> _Task details_:
A line below contains "Where in the photo above can the pink", and a later one contains "<point>176,75</point>". Repeat both, with every line between them, exactly.

--- Record excerpts Enclosed Below ---

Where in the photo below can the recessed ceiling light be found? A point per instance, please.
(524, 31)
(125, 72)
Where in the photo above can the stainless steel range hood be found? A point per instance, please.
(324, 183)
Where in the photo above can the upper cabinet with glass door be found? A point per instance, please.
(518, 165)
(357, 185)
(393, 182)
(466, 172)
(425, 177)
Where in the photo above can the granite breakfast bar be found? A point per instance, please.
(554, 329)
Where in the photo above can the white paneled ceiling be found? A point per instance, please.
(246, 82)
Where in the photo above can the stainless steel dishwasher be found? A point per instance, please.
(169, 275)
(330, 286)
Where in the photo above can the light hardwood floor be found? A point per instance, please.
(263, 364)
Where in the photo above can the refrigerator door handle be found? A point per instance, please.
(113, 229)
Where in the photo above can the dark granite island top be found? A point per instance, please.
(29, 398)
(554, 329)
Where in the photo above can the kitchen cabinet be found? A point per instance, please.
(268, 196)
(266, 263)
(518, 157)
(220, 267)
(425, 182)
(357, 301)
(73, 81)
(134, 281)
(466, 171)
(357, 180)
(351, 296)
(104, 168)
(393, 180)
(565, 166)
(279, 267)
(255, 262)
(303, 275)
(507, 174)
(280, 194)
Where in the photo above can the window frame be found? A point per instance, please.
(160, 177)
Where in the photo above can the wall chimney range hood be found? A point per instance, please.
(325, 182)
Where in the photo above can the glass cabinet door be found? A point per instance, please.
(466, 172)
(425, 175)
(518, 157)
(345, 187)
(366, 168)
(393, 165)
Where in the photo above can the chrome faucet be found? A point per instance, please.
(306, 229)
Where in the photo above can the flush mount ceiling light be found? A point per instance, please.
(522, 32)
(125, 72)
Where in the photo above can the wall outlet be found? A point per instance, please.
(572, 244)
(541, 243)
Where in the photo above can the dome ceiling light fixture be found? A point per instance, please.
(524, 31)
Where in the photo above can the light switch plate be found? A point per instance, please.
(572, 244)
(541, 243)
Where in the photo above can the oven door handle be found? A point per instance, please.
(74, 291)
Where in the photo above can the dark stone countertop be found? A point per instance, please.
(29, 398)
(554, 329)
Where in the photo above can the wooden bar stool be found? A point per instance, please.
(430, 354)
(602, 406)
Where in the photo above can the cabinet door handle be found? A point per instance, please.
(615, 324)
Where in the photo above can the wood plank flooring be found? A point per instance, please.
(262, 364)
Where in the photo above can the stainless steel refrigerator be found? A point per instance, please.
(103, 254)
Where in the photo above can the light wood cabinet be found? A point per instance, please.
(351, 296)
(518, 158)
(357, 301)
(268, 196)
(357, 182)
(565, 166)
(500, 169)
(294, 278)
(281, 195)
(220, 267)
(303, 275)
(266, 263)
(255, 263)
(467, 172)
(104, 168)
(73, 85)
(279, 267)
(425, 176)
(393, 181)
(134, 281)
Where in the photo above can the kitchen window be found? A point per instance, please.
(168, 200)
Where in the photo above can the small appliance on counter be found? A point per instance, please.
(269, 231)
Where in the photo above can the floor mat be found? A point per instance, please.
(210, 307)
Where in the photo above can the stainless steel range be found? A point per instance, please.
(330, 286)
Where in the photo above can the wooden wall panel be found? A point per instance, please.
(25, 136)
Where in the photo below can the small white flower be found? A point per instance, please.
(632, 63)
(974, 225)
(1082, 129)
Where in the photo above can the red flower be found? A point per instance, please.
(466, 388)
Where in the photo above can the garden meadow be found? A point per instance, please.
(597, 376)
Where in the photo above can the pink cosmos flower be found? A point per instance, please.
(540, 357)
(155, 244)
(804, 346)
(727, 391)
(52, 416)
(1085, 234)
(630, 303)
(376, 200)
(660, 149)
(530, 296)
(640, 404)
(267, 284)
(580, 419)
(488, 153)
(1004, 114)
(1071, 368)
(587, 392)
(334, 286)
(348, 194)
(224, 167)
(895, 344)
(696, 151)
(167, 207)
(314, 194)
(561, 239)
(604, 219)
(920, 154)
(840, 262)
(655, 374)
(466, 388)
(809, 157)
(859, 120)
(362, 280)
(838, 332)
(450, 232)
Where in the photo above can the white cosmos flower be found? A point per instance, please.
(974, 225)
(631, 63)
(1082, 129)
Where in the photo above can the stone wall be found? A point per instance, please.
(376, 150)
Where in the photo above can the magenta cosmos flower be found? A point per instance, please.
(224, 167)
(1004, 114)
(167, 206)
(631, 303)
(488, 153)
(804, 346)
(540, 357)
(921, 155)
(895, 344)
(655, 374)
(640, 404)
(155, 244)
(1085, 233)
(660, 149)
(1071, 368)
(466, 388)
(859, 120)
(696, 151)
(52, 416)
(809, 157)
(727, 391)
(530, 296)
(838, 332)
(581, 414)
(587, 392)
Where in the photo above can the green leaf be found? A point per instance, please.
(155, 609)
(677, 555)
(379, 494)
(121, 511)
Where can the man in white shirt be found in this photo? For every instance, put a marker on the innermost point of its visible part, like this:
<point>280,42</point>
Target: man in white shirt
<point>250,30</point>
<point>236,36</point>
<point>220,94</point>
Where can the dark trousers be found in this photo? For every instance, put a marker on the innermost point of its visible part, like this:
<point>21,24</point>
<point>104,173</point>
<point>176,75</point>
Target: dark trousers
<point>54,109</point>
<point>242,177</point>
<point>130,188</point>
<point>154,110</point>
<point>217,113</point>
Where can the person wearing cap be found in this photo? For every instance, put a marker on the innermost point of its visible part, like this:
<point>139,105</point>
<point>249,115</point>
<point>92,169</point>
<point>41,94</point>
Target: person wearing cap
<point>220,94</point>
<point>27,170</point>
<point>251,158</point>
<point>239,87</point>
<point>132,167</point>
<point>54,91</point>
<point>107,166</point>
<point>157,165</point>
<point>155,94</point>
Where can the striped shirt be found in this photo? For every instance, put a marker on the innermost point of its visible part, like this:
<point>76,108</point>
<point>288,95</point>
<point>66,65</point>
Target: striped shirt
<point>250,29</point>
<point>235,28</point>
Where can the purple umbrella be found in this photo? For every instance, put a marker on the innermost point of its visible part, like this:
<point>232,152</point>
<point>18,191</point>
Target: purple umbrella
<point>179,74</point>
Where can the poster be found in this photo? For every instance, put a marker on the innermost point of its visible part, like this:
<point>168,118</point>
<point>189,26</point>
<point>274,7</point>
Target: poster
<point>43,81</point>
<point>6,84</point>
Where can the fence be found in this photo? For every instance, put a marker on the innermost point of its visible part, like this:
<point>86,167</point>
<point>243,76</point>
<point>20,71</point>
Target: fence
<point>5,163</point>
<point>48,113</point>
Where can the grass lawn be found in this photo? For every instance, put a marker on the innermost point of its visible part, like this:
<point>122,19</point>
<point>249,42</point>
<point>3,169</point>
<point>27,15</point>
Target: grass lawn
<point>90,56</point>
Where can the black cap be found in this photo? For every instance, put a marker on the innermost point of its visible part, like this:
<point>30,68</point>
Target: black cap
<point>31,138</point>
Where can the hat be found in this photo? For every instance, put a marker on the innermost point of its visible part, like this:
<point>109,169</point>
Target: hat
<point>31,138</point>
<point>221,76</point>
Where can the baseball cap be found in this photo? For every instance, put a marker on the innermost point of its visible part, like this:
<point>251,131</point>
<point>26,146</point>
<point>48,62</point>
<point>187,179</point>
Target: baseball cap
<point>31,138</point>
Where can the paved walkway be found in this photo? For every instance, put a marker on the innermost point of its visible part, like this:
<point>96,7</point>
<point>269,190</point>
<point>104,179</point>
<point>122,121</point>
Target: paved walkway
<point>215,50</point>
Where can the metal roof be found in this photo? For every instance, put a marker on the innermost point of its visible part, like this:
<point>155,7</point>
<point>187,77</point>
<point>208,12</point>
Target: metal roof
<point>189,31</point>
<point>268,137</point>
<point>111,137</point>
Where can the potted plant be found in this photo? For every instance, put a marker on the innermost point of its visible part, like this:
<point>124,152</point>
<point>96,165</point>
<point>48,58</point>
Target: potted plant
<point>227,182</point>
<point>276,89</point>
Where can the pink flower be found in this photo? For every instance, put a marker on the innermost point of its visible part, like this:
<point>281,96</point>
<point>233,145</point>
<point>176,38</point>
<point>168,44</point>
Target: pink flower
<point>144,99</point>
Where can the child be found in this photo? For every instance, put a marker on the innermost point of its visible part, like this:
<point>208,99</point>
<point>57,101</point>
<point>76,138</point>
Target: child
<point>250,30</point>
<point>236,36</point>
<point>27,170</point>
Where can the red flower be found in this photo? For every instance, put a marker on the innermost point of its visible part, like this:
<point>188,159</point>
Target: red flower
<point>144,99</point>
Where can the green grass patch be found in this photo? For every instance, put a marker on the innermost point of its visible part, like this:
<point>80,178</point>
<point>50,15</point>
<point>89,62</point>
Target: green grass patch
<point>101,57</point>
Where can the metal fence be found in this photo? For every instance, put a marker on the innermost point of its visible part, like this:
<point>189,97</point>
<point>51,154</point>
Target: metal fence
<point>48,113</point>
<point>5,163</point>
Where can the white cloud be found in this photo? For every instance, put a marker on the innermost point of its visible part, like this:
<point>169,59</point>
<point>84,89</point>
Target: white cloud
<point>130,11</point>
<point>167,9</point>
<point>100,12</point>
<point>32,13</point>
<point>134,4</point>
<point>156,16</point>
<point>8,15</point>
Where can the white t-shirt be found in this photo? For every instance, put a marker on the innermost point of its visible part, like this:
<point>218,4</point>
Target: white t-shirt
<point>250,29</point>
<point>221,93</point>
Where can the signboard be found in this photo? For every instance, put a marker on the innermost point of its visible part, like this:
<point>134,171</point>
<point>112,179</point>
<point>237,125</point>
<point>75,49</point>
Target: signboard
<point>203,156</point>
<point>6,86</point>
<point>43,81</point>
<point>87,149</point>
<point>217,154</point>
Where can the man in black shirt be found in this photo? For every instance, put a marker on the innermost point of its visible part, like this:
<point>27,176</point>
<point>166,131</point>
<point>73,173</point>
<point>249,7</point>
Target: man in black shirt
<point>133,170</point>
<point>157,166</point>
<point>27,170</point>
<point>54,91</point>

--- End of Enclosed Record excerpts ---

> _Response area_:
Where in the photo above can the pink cosmos flower be found? A point per instance, please.
(540, 357)
(155, 244)
(804, 346)
(727, 391)
(52, 416)
(1085, 234)
(630, 303)
(376, 200)
(660, 149)
(530, 296)
(640, 404)
(267, 284)
(580, 419)
(488, 153)
(1004, 114)
(1071, 368)
(587, 392)
(334, 286)
(348, 194)
(224, 167)
(895, 344)
(696, 151)
(167, 207)
(314, 194)
(561, 239)
(604, 219)
(920, 154)
(840, 262)
(655, 374)
(466, 388)
(809, 157)
(859, 120)
(362, 280)
(838, 332)
(450, 232)
Where in the photo above can the white cosmos flower be found? A point per instance, please.
(974, 225)
(631, 63)
(1082, 129)
Where in the photo above can the stone wall be found? A point per instance, please.
(376, 150)
Where in the photo above can the magenta cosmos flower be found? A point per instance, please.
(224, 167)
(1004, 114)
(167, 206)
(631, 303)
(488, 153)
(804, 346)
(540, 357)
(921, 155)
(895, 344)
(655, 374)
(640, 404)
(155, 244)
(1085, 233)
(660, 149)
(1071, 368)
(466, 388)
(859, 120)
(696, 151)
(52, 416)
(809, 157)
(727, 391)
(530, 296)
(838, 332)
(581, 414)
(587, 392)
Where in the photo above can the green leaf be found? A point per instance, please.
(155, 609)
(677, 555)
(379, 494)
(121, 511)
Where can the man in white shirt be found in this photo? For every instance, put a marker on the innermost point of its visible part, like this:
<point>280,42</point>
Target: man in white shirt
<point>250,30</point>
<point>236,36</point>
<point>220,94</point>
Where can the dark trousers be found in this photo? For every instance, put a marker on the innermost point of its visible part, like this:
<point>21,24</point>
<point>104,173</point>
<point>176,75</point>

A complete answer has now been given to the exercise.